Task prompt: Render every nonblank line of the listing below as a Markdown table with two columns, "Row" and "Listing line", numbering the rows in order and omitting blank lines. Leave the pictures out of the answer.

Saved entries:
----------------------------------------
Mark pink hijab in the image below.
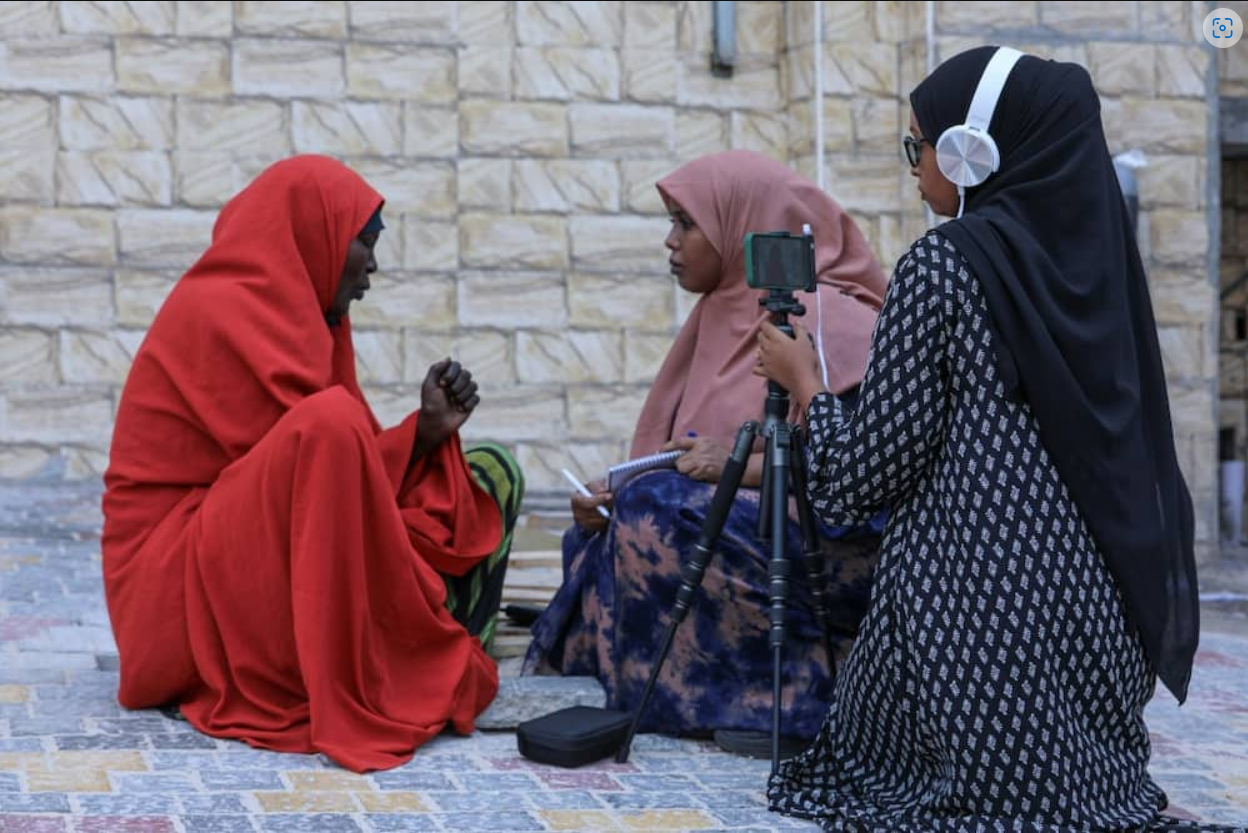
[631,150,886,457]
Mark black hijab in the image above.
[910,46,1199,702]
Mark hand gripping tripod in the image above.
[615,288,836,773]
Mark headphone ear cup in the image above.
[936,125,1001,189]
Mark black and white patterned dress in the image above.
[769,232,1218,833]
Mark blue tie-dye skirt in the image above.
[524,471,884,738]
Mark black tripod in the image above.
[615,288,836,773]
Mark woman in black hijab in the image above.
[759,47,1213,831]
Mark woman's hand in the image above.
[754,321,824,410]
[659,437,731,483]
[412,358,480,458]
[572,480,614,532]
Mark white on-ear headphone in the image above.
[936,46,1022,217]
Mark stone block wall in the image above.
[934,0,1232,541]
[0,0,789,491]
[0,0,1223,547]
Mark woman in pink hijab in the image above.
[525,151,885,738]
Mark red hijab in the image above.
[631,150,886,457]
[105,156,500,574]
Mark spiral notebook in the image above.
[607,451,685,493]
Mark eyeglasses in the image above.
[901,136,931,167]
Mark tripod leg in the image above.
[766,425,792,774]
[789,430,836,679]
[615,422,759,763]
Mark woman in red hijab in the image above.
[102,156,523,772]
[525,150,885,749]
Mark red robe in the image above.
[102,156,502,772]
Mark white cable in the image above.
[814,0,826,191]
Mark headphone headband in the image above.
[936,46,1022,217]
[966,46,1022,132]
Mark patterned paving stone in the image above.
[0,485,1248,833]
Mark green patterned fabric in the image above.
[443,442,524,651]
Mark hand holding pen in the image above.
[559,468,613,532]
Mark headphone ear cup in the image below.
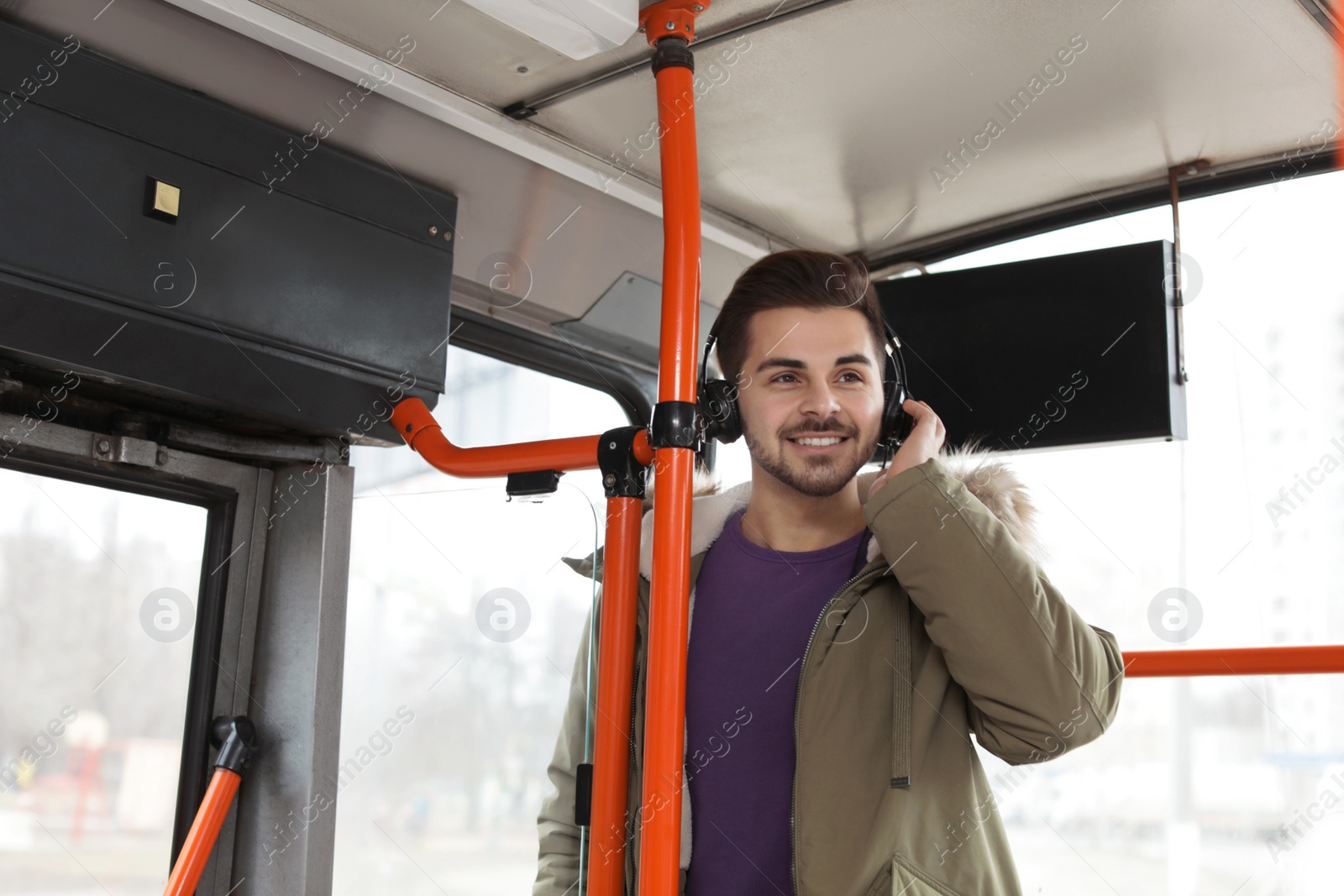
[699,379,742,445]
[878,354,914,443]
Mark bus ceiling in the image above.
[4,0,1337,339]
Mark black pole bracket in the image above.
[210,716,257,775]
[649,401,701,451]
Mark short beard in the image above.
[742,425,878,498]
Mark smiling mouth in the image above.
[789,435,849,448]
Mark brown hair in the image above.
[715,249,887,383]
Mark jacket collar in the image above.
[640,450,1044,582]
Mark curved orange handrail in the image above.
[391,398,654,478]
[1124,645,1344,679]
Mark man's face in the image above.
[738,307,885,497]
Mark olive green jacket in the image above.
[533,453,1124,896]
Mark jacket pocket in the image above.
[872,856,963,896]
[863,860,895,896]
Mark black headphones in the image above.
[696,310,914,466]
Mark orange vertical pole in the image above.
[587,497,643,896]
[637,0,707,896]
[1332,13,1344,170]
[164,716,257,896]
[164,768,244,896]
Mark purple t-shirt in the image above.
[685,511,871,896]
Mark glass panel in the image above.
[0,469,206,894]
[916,173,1344,896]
[333,349,629,894]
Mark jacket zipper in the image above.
[789,569,872,896]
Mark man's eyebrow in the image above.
[755,354,872,374]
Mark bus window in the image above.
[0,469,206,894]
[895,173,1344,896]
[332,348,630,894]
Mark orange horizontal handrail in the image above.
[1124,643,1344,679]
[391,398,654,477]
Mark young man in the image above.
[533,250,1124,896]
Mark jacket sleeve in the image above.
[533,601,593,896]
[864,457,1124,764]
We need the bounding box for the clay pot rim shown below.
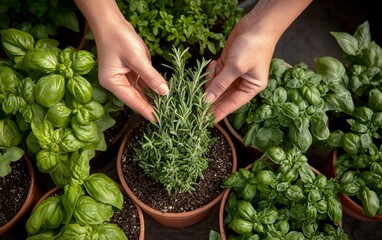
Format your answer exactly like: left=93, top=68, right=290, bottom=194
left=32, top=184, right=145, bottom=240
left=329, top=149, right=382, bottom=222
left=117, top=121, right=237, bottom=219
left=0, top=154, right=36, bottom=236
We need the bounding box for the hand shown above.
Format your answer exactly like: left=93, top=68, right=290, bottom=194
left=75, top=0, right=169, bottom=121
left=97, top=19, right=168, bottom=121
left=206, top=0, right=312, bottom=123
left=206, top=15, right=276, bottom=122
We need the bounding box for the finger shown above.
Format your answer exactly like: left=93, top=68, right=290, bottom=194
left=134, top=59, right=169, bottom=95
left=104, top=75, right=156, bottom=122
left=206, top=65, right=239, bottom=103
left=212, top=88, right=256, bottom=123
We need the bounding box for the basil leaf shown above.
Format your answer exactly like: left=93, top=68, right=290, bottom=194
left=25, top=197, right=65, bottom=235
left=73, top=196, right=114, bottom=225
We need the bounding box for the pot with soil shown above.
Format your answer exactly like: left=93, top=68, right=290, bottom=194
left=0, top=155, right=42, bottom=236
left=117, top=49, right=237, bottom=228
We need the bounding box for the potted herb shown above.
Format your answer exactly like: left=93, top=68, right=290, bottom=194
left=0, top=28, right=135, bottom=235
left=0, top=0, right=88, bottom=48
left=0, top=150, right=41, bottom=237
left=219, top=147, right=349, bottom=240
left=117, top=0, right=244, bottom=63
left=224, top=59, right=350, bottom=156
left=117, top=48, right=236, bottom=228
left=26, top=173, right=144, bottom=240
left=322, top=21, right=382, bottom=221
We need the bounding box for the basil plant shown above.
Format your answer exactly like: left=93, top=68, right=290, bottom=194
left=116, top=0, right=244, bottom=62
left=0, top=28, right=122, bottom=184
left=228, top=58, right=353, bottom=155
left=320, top=21, right=382, bottom=217
left=26, top=173, right=127, bottom=240
left=222, top=147, right=349, bottom=240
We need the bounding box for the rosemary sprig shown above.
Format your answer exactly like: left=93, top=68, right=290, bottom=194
left=134, top=48, right=215, bottom=193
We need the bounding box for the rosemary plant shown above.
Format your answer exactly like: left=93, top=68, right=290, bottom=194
left=134, top=48, right=216, bottom=193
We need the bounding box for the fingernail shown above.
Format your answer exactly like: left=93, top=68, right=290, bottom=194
left=158, top=83, right=169, bottom=95
left=206, top=92, right=216, bottom=103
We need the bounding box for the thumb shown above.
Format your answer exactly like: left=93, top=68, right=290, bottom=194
left=206, top=67, right=239, bottom=103
left=135, top=61, right=169, bottom=95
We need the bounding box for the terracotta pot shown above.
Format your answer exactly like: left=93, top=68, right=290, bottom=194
left=219, top=164, right=342, bottom=240
left=33, top=185, right=145, bottom=240
left=117, top=120, right=237, bottom=228
left=326, top=150, right=382, bottom=222
left=0, top=154, right=42, bottom=237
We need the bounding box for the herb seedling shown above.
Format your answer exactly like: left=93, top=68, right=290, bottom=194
left=134, top=48, right=215, bottom=193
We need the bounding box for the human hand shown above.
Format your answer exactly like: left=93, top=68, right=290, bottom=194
left=206, top=15, right=276, bottom=122
left=75, top=0, right=169, bottom=121
left=97, top=19, right=168, bottom=121
left=206, top=0, right=312, bottom=123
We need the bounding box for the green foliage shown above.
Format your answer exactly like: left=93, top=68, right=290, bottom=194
left=320, top=21, right=382, bottom=217
left=0, top=0, right=79, bottom=39
left=134, top=48, right=214, bottom=192
left=116, top=0, right=243, bottom=61
left=222, top=147, right=349, bottom=239
left=228, top=58, right=344, bottom=152
left=0, top=28, right=127, bottom=239
left=26, top=173, right=127, bottom=240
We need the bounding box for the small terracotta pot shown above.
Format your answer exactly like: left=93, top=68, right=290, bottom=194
left=326, top=150, right=382, bottom=222
left=117, top=123, right=237, bottom=228
left=219, top=164, right=342, bottom=240
left=32, top=185, right=145, bottom=240
left=0, top=154, right=42, bottom=237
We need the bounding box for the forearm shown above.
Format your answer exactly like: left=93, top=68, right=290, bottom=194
left=245, top=0, right=313, bottom=42
left=74, top=0, right=126, bottom=38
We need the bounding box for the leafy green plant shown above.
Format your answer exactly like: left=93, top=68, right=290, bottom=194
left=222, top=147, right=348, bottom=239
left=0, top=0, right=79, bottom=39
left=116, top=0, right=243, bottom=61
left=228, top=58, right=354, bottom=152
left=0, top=29, right=122, bottom=186
left=134, top=48, right=215, bottom=192
left=26, top=173, right=127, bottom=240
left=322, top=21, right=382, bottom=217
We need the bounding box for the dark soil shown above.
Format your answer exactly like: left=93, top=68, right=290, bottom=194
----------------------------------------
Exercise answer:
| Row | Listing line |
|---|---|
| 1 | Mark pink hijab in the image below. |
| 2 | [631,150,886,457] |
| 3 | Mark black hijab in the image above. |
| 4 | [910,46,1199,702] |
| 5 | Mark hand gripping tripod in the image above. |
| 6 | [615,288,836,773] |
| 7 | Mark headphone ear cup in the image above. |
| 8 | [936,125,1001,189] |
| 9 | Mark black and white patterned dress in the image above. |
| 10 | [769,232,1218,833] |
| 11 | Mark blue tie-dye skirt in the image above. |
| 12 | [524,471,884,738] |
| 13 | Mark black tripod in the image above. |
| 14 | [615,288,836,773] |
| 15 | Mark woman in black hijab in the image above. |
| 16 | [759,47,1213,831] |
| 17 | Mark woman's hand in the image above. |
| 18 | [754,321,824,410] |
| 19 | [659,437,731,483] |
| 20 | [412,358,480,458] |
| 21 | [572,480,614,532] |
| 22 | Mark white on-ear headphone in the image above. |
| 23 | [936,46,1022,217] |
| 24 | Mark stone block wall in the image above. |
| 25 | [934,0,1232,541] |
| 26 | [0,0,789,491] |
| 27 | [0,0,1223,547] |
| 28 | Mark woman in pink hijab in the image above. |
| 29 | [525,151,885,738] |
| 30 | Mark red hijab in the image above. |
| 31 | [631,150,886,457] |
| 32 | [105,156,500,574] |
| 33 | Mark spiral notebook in the image above. |
| 34 | [607,451,685,493] |
| 35 | Mark eyeglasses in the image above. |
| 36 | [901,136,931,167] |
| 37 | Mark tripod leg in the image above. |
| 38 | [766,425,792,774] |
| 39 | [789,430,836,679] |
| 40 | [615,422,759,763] |
| 41 | Mark woman in red hijab in the image above. |
| 42 | [102,156,523,772] |
| 43 | [525,150,885,749] |
| 44 | Mark red robe in the image above. |
| 45 | [102,156,502,772] |
| 46 | Mark white cable in the image above. |
| 47 | [814,0,826,191] |
| 48 | Mark headphone headband in the image above. |
| 49 | [936,46,1022,217] |
| 50 | [966,46,1022,132] |
| 51 | Mark patterned paving stone in the image above. |
| 52 | [0,485,1248,833] |
| 53 | Mark green patterned fabric in the image above. |
| 54 | [443,442,524,651] |
| 55 | Mark hand holding pen in the image above. |
| 56 | [559,468,613,532] |
| 57 | Mark headphone ear cup in the image below. |
| 58 | [699,379,742,445] |
| 59 | [878,354,914,443] |
| 60 | Mark bus ceiling in the image above. |
| 61 | [4,0,1337,339] |
| 62 | Mark black pole bracket in the image above. |
| 63 | [210,716,257,775] |
| 64 | [649,401,701,451] |
| 65 | Mark short beard in the image above. |
| 66 | [742,425,878,498] |
| 67 | Mark smiling mouth in the image above. |
| 68 | [789,435,849,448] |
| 69 | Mark brown hair in the image above. |
| 70 | [715,249,887,383] |
| 71 | Mark jacket collar in the image above. |
| 72 | [640,450,1044,582] |
| 73 | Mark curved orange handrail in the image above. |
| 74 | [391,398,654,478] |
| 75 | [1124,645,1344,679] |
| 76 | Mark man's face in the image above. |
| 77 | [738,307,885,497] |
| 78 | Mark olive green jacket in the image above. |
| 79 | [533,453,1124,896] |
| 80 | Mark jacket pocket in the image above. |
| 81 | [872,856,963,896] |
| 82 | [863,860,895,896] |
| 83 | Mark black headphones in the image above. |
| 84 | [696,310,914,466] |
| 85 | Mark orange vertical pole in the image above. |
| 86 | [587,497,643,896] |
| 87 | [637,0,707,896] |
| 88 | [1332,13,1344,170] |
| 89 | [164,716,257,896] |
| 90 | [164,768,244,896] |
| 91 | Mark purple t-shirt in the image above. |
| 92 | [685,511,871,896] |
| 93 | Mark glass panel in the image above. |
| 94 | [0,469,206,894] |
| 95 | [916,173,1344,896] |
| 96 | [333,349,629,894] |
| 97 | Mark jacket zipper in the image above. |
| 98 | [789,569,872,896] |
| 99 | Mark man's eyebrow in the image above. |
| 100 | [755,354,872,374] |
| 101 | Mark bus window in the image above. |
| 102 | [0,469,206,894] |
| 103 | [895,173,1344,896] |
| 104 | [332,348,630,894] |
| 105 | Mark orange horizontal handrail in the image above. |
| 106 | [1124,643,1344,679] |
| 107 | [391,398,654,477] |
| 108 | Mark young man in the image above. |
| 109 | [533,250,1124,896] |
| 110 | Mark jacket sleeve in the image above. |
| 111 | [533,601,593,896] |
| 112 | [864,457,1124,764] |
| 113 | We need the bounding box for the clay pot rim shown below. |
| 114 | Format your answer exactly like: left=93, top=68, right=290, bottom=194 |
| 115 | left=32, top=184, right=145, bottom=240 |
| 116 | left=329, top=149, right=382, bottom=222 |
| 117 | left=117, top=121, right=237, bottom=219 |
| 118 | left=0, top=154, right=36, bottom=236 |
| 119 | We need the bounding box for the hand shown above. |
| 120 | Format your answer exactly like: left=93, top=68, right=290, bottom=194 |
| 121 | left=75, top=0, right=169, bottom=121 |
| 122 | left=97, top=19, right=168, bottom=121 |
| 123 | left=206, top=0, right=312, bottom=123 |
| 124 | left=206, top=15, right=276, bottom=122 |
| 125 | We need the bounding box for the finger shown above. |
| 126 | Format your answer exactly like: left=93, top=68, right=290, bottom=194 |
| 127 | left=134, top=59, right=169, bottom=95 |
| 128 | left=104, top=75, right=156, bottom=122 |
| 129 | left=206, top=65, right=239, bottom=103 |
| 130 | left=212, top=88, right=256, bottom=123 |
| 131 | We need the bounding box for the basil leaf shown above. |
| 132 | Format your answer exactly like: left=93, top=68, right=290, bottom=194 |
| 133 | left=25, top=197, right=65, bottom=235 |
| 134 | left=73, top=196, right=114, bottom=225 |
| 135 | We need the bounding box for the pot with soil shown above. |
| 136 | Format your answer exactly like: left=93, top=68, right=290, bottom=194 |
| 137 | left=0, top=155, right=42, bottom=236 |
| 138 | left=117, top=49, right=237, bottom=228 |
| 139 | We need the bounding box for the potted herb shown above. |
| 140 | Format your answer exactly like: left=93, top=68, right=290, bottom=194 |
| 141 | left=0, top=28, right=135, bottom=235 |
| 142 | left=0, top=0, right=88, bottom=48 |
| 143 | left=0, top=150, right=41, bottom=237 |
| 144 | left=219, top=147, right=349, bottom=240 |
| 145 | left=117, top=0, right=244, bottom=63 |
| 146 | left=224, top=59, right=350, bottom=156 |
| 147 | left=117, top=48, right=236, bottom=228 |
| 148 | left=26, top=173, right=144, bottom=240 |
| 149 | left=322, top=21, right=382, bottom=221 |
| 150 | We need the bounding box for the basil plant shown above. |
| 151 | Format your answer exactly like: left=93, top=68, right=290, bottom=194 |
| 152 | left=116, top=0, right=244, bottom=62 |
| 153 | left=0, top=28, right=122, bottom=184 |
| 154 | left=228, top=58, right=353, bottom=155 |
| 155 | left=320, top=21, right=382, bottom=217 |
| 156 | left=26, top=173, right=127, bottom=240 |
| 157 | left=222, top=147, right=349, bottom=240 |
| 158 | We need the bounding box for the rosemary sprig shown above. |
| 159 | Format your answer exactly like: left=93, top=68, right=290, bottom=194 |
| 160 | left=134, top=48, right=215, bottom=193 |
| 161 | We need the bounding box for the rosemary plant shown above. |
| 162 | Format your answer exactly like: left=93, top=68, right=290, bottom=194 |
| 163 | left=134, top=48, right=216, bottom=193 |
| 164 | We need the bounding box for the fingernail shown above. |
| 165 | Format your answer exactly like: left=93, top=68, right=290, bottom=194 |
| 166 | left=158, top=83, right=169, bottom=95 |
| 167 | left=206, top=92, right=216, bottom=103 |
| 168 | We need the bounding box for the thumb shown above. |
| 169 | Format your answer exactly like: left=93, top=68, right=290, bottom=194 |
| 170 | left=206, top=67, right=239, bottom=103 |
| 171 | left=135, top=61, right=169, bottom=95 |
| 172 | We need the bounding box for the terracotta pot shown above. |
| 173 | Format your answer exactly like: left=93, top=68, right=290, bottom=194 |
| 174 | left=219, top=164, right=342, bottom=240 |
| 175 | left=33, top=185, right=145, bottom=240 |
| 176 | left=117, top=120, right=237, bottom=228 |
| 177 | left=326, top=150, right=382, bottom=222 |
| 178 | left=0, top=154, right=42, bottom=237 |
| 179 | We need the bounding box for the herb seedling shown above. |
| 180 | Format your answer exactly like: left=93, top=68, right=290, bottom=194 |
| 181 | left=134, top=48, right=215, bottom=193 |
| 182 | We need the bounding box for the human hand shown above. |
| 183 | Format your answer exactly like: left=93, top=68, right=290, bottom=194 |
| 184 | left=206, top=15, right=276, bottom=122 |
| 185 | left=75, top=0, right=169, bottom=121 |
| 186 | left=97, top=19, right=168, bottom=121 |
| 187 | left=206, top=0, right=312, bottom=123 |
| 188 | We need the bounding box for the green foliage shown above. |
| 189 | Format your answer exactly like: left=93, top=68, right=290, bottom=194 |
| 190 | left=320, top=21, right=382, bottom=217 |
| 191 | left=0, top=0, right=79, bottom=39 |
| 192 | left=134, top=48, right=214, bottom=192 |
| 193 | left=116, top=0, right=243, bottom=61 |
| 194 | left=222, top=147, right=349, bottom=239 |
| 195 | left=228, top=58, right=344, bottom=152 |
| 196 | left=0, top=28, right=127, bottom=239 |
| 197 | left=26, top=173, right=127, bottom=240 |
| 198 | We need the bounding box for the small terracotta pot shown above. |
| 199 | Format your answer exactly like: left=93, top=68, right=290, bottom=194 |
| 200 | left=326, top=150, right=382, bottom=222 |
| 201 | left=117, top=123, right=237, bottom=228 |
| 202 | left=219, top=164, right=342, bottom=240 |
| 203 | left=32, top=185, right=145, bottom=240 |
| 204 | left=0, top=154, right=42, bottom=237 |
| 205 | We need the bounding box for the forearm shown above. |
| 206 | Format your answer exactly like: left=93, top=68, right=290, bottom=194 |
| 207 | left=245, top=0, right=313, bottom=42 |
| 208 | left=74, top=0, right=126, bottom=38 |
| 209 | We need the bounding box for the leafy green plant shown above. |
| 210 | Format your answer exactly like: left=93, top=68, right=290, bottom=194 |
| 211 | left=222, top=147, right=348, bottom=239 |
| 212 | left=0, top=0, right=79, bottom=39 |
| 213 | left=116, top=0, right=243, bottom=61 |
| 214 | left=228, top=58, right=354, bottom=152 |
| 215 | left=0, top=29, right=122, bottom=186 |
| 216 | left=134, top=48, right=215, bottom=192 |
| 217 | left=26, top=173, right=127, bottom=240 |
| 218 | left=322, top=21, right=382, bottom=217 |
| 219 | We need the bounding box for the dark soil shown above. |
| 220 | Format your answer exactly like: left=93, top=68, right=290, bottom=194 |